The exercise =
Please copy the part of the data that opens with the line containing "Objective — for every instance of the blurred" and closes with the line containing "[[494, 96], [68, 93]]", changing "blurred" to "out-of-focus" and leaving all else unchanged.

Entries =
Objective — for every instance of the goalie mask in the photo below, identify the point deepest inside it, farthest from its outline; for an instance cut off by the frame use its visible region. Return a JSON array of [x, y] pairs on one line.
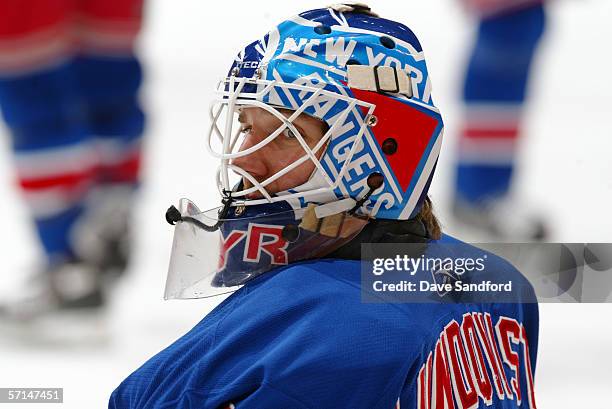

--

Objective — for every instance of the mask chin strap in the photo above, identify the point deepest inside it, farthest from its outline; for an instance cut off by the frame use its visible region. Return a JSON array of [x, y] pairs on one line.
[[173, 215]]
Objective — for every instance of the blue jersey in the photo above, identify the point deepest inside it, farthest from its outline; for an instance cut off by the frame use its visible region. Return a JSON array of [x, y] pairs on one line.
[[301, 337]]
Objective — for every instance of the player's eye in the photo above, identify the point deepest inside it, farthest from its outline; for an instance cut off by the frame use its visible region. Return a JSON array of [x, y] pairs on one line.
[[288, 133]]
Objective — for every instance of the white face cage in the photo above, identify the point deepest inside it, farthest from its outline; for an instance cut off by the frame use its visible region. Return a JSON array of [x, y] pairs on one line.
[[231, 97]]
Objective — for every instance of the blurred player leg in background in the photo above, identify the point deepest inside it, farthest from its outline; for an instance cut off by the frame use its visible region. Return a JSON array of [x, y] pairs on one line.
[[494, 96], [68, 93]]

Response for this exercise =
Objective — for every instance of the out-of-focus player leg in background in the photo above, identify the point deepest inside it, farthest from its outline; for an instance cut off by the frame use its visible region. Return a JSON array of [x, y] pairs on one line.
[[494, 96], [68, 93]]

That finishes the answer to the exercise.